• **RECORDS SUPPLIED**
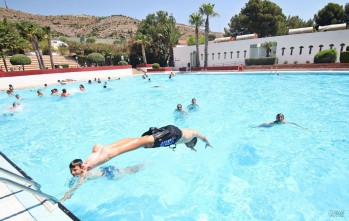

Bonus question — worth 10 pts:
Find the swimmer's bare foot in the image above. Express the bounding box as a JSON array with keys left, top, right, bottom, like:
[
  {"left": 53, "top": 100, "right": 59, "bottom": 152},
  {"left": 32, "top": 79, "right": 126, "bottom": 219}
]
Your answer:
[{"left": 82, "top": 144, "right": 105, "bottom": 170}]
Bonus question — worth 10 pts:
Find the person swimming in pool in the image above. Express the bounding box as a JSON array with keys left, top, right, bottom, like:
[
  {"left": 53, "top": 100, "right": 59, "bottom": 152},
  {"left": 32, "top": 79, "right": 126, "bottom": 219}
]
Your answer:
[
  {"left": 60, "top": 159, "right": 144, "bottom": 202},
  {"left": 82, "top": 125, "right": 212, "bottom": 171},
  {"left": 187, "top": 98, "right": 199, "bottom": 111},
  {"left": 258, "top": 113, "right": 306, "bottom": 129},
  {"left": 69, "top": 159, "right": 143, "bottom": 179}
]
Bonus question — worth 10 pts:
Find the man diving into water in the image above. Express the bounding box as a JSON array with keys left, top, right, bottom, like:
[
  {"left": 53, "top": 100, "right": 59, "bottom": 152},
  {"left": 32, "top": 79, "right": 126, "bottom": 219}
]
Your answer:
[{"left": 82, "top": 125, "right": 211, "bottom": 171}]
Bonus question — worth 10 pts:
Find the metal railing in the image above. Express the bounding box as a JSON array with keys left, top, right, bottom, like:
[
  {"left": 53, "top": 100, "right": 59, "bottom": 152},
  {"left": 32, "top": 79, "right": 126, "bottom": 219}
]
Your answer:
[
  {"left": 0, "top": 167, "right": 58, "bottom": 203},
  {"left": 0, "top": 167, "right": 41, "bottom": 190}
]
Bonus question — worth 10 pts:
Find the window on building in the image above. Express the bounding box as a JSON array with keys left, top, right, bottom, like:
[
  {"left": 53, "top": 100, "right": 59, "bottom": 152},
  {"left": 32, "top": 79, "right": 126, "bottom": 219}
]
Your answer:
[
  {"left": 341, "top": 43, "right": 345, "bottom": 51},
  {"left": 319, "top": 45, "right": 324, "bottom": 51},
  {"left": 299, "top": 46, "right": 304, "bottom": 55}
]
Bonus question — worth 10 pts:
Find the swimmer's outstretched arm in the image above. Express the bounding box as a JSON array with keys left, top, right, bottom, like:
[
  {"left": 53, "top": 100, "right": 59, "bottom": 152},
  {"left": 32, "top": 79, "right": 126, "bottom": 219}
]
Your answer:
[
  {"left": 196, "top": 130, "right": 212, "bottom": 148},
  {"left": 285, "top": 121, "right": 308, "bottom": 130},
  {"left": 181, "top": 129, "right": 212, "bottom": 148},
  {"left": 119, "top": 163, "right": 144, "bottom": 174},
  {"left": 59, "top": 175, "right": 86, "bottom": 202}
]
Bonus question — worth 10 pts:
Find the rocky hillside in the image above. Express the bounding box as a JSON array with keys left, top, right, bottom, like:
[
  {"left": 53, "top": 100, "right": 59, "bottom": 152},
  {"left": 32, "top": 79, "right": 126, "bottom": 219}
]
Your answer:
[{"left": 0, "top": 8, "right": 223, "bottom": 39}]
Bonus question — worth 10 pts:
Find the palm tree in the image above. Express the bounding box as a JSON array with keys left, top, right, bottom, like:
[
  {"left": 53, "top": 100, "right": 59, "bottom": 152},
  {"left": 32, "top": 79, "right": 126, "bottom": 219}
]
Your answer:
[
  {"left": 17, "top": 21, "right": 45, "bottom": 69},
  {"left": 189, "top": 13, "right": 204, "bottom": 67},
  {"left": 199, "top": 3, "right": 218, "bottom": 67},
  {"left": 135, "top": 32, "right": 150, "bottom": 65},
  {"left": 42, "top": 26, "right": 55, "bottom": 69},
  {"left": 262, "top": 41, "right": 276, "bottom": 57},
  {"left": 0, "top": 19, "right": 23, "bottom": 72},
  {"left": 163, "top": 23, "right": 183, "bottom": 67}
]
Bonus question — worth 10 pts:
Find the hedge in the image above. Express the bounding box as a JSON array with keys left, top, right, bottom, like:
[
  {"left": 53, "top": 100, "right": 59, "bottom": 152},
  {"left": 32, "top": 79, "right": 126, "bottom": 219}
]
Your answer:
[
  {"left": 245, "top": 58, "right": 278, "bottom": 66},
  {"left": 339, "top": 51, "right": 349, "bottom": 63},
  {"left": 314, "top": 49, "right": 337, "bottom": 64},
  {"left": 10, "top": 54, "right": 32, "bottom": 71},
  {"left": 86, "top": 53, "right": 105, "bottom": 64},
  {"left": 118, "top": 61, "right": 128, "bottom": 65},
  {"left": 152, "top": 63, "right": 160, "bottom": 68},
  {"left": 10, "top": 54, "right": 32, "bottom": 65}
]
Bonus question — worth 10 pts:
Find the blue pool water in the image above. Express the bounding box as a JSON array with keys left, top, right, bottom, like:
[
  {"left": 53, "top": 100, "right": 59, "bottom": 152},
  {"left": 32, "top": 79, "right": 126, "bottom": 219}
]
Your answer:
[{"left": 0, "top": 73, "right": 349, "bottom": 221}]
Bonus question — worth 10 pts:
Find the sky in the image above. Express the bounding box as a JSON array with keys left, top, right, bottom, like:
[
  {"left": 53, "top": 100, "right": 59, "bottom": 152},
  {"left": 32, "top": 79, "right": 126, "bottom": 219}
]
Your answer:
[{"left": 0, "top": 0, "right": 349, "bottom": 32}]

• **REQUIRED TASK**
Print the complete listing exactly as it stands, without its pictures.

• **SOLUTION BELOW**
Bonus question — worth 10 pts:
Find the swimmer's bare foot in the image above. Express the bounding box as a JSON array with keys left, top, right, bottom, like:
[
  {"left": 53, "top": 100, "right": 59, "bottom": 152},
  {"left": 32, "top": 79, "right": 126, "bottom": 219}
]
Your answer:
[{"left": 82, "top": 144, "right": 105, "bottom": 170}]
Bonus question — worth 10 pts:
Find the person swimming in pool in the image above. Express the bounding box as a JSON array with keys left, top, right, bottom, like:
[
  {"left": 53, "top": 100, "right": 59, "bottom": 152},
  {"left": 32, "top": 79, "right": 126, "bottom": 219}
]
Your answer:
[
  {"left": 60, "top": 159, "right": 144, "bottom": 202},
  {"left": 82, "top": 125, "right": 212, "bottom": 171},
  {"left": 187, "top": 98, "right": 199, "bottom": 111},
  {"left": 258, "top": 113, "right": 306, "bottom": 129},
  {"left": 69, "top": 159, "right": 143, "bottom": 179}
]
Bonus question — worth 10 pts:
Find the man diving into water in the image above. Express the bounding box as a JSON array with keys left, top, right, bottom, like:
[
  {"left": 53, "top": 100, "right": 59, "bottom": 152},
  {"left": 32, "top": 79, "right": 126, "bottom": 219}
]
Your answer:
[{"left": 82, "top": 125, "right": 211, "bottom": 171}]
Bonus question — worth 10 pts:
Find the metal railing in the image above. Express the bounding box as a JSON array with keys left, top, right, bottom, like:
[
  {"left": 53, "top": 100, "right": 59, "bottom": 152},
  {"left": 32, "top": 79, "right": 126, "bottom": 219}
]
Your answer:
[
  {"left": 0, "top": 167, "right": 58, "bottom": 203},
  {"left": 0, "top": 167, "right": 41, "bottom": 190}
]
Bonus question — worth 10 pts:
Find the window on building in the image above. Express the bounding box as a JSON array with keys left, top, right, bottom, like:
[
  {"left": 53, "top": 100, "right": 59, "bottom": 152},
  {"left": 32, "top": 79, "right": 126, "bottom": 219}
]
Your answer:
[
  {"left": 341, "top": 43, "right": 345, "bottom": 51},
  {"left": 319, "top": 45, "right": 324, "bottom": 51},
  {"left": 299, "top": 46, "right": 304, "bottom": 55}
]
Bonus question — worth 10 pts:
Find the swimmer's outstretched arm in the image above. Express the bounding box as a JSON array with keys left, top, right, bottom, like:
[
  {"left": 53, "top": 100, "right": 59, "bottom": 152},
  {"left": 32, "top": 79, "right": 126, "bottom": 219}
]
Your answer:
[
  {"left": 196, "top": 130, "right": 212, "bottom": 148},
  {"left": 285, "top": 121, "right": 308, "bottom": 130},
  {"left": 181, "top": 129, "right": 212, "bottom": 148},
  {"left": 119, "top": 163, "right": 144, "bottom": 174},
  {"left": 59, "top": 175, "right": 86, "bottom": 202}
]
Bonus question — worth 10 pts:
Find the rocky hillside in the image above. Express the bounding box as a JSON array with keys left, top, right, bottom, like:
[
  {"left": 53, "top": 100, "right": 59, "bottom": 152},
  {"left": 32, "top": 79, "right": 126, "bottom": 219}
]
Your answer:
[{"left": 0, "top": 8, "right": 223, "bottom": 39}]
Bonus question — worth 10 pts:
Find the palm tree in the image above. Express the bounding box as a JSON array with keys left, top, right, bottom, like:
[
  {"left": 53, "top": 100, "right": 59, "bottom": 152},
  {"left": 32, "top": 79, "right": 126, "bottom": 219}
]
Your answer:
[
  {"left": 17, "top": 21, "right": 45, "bottom": 69},
  {"left": 189, "top": 13, "right": 204, "bottom": 67},
  {"left": 199, "top": 3, "right": 218, "bottom": 67},
  {"left": 135, "top": 32, "right": 150, "bottom": 65},
  {"left": 42, "top": 26, "right": 55, "bottom": 69},
  {"left": 262, "top": 41, "right": 276, "bottom": 57},
  {"left": 0, "top": 19, "right": 23, "bottom": 72},
  {"left": 163, "top": 23, "right": 183, "bottom": 67}
]
Bonus question — worth 10 pts:
Find the hedge in the image above. Express the bounding box as a JSON array with keys left, top, right, bottom, like:
[
  {"left": 53, "top": 100, "right": 59, "bottom": 152},
  {"left": 32, "top": 79, "right": 126, "bottom": 219}
]
Your answer:
[
  {"left": 245, "top": 58, "right": 278, "bottom": 66},
  {"left": 339, "top": 51, "right": 349, "bottom": 63},
  {"left": 314, "top": 49, "right": 337, "bottom": 64},
  {"left": 10, "top": 54, "right": 32, "bottom": 71},
  {"left": 86, "top": 53, "right": 105, "bottom": 64},
  {"left": 118, "top": 61, "right": 128, "bottom": 65},
  {"left": 152, "top": 63, "right": 160, "bottom": 68},
  {"left": 10, "top": 54, "right": 32, "bottom": 65}
]
Bonus question — worth 10 pts:
Find the blue pool water in the image above. Express the bounding box as a JSON array with keys left, top, right, bottom, like:
[
  {"left": 53, "top": 100, "right": 59, "bottom": 152},
  {"left": 32, "top": 79, "right": 126, "bottom": 219}
]
Your answer:
[{"left": 0, "top": 73, "right": 349, "bottom": 221}]
Bonus question — worth 10 pts:
Find the sky in the image above. Express the bounding box as a JSON array with keys left, top, right, bottom, like:
[
  {"left": 53, "top": 100, "right": 59, "bottom": 152},
  {"left": 32, "top": 79, "right": 126, "bottom": 219}
]
Your answer:
[{"left": 0, "top": 0, "right": 349, "bottom": 32}]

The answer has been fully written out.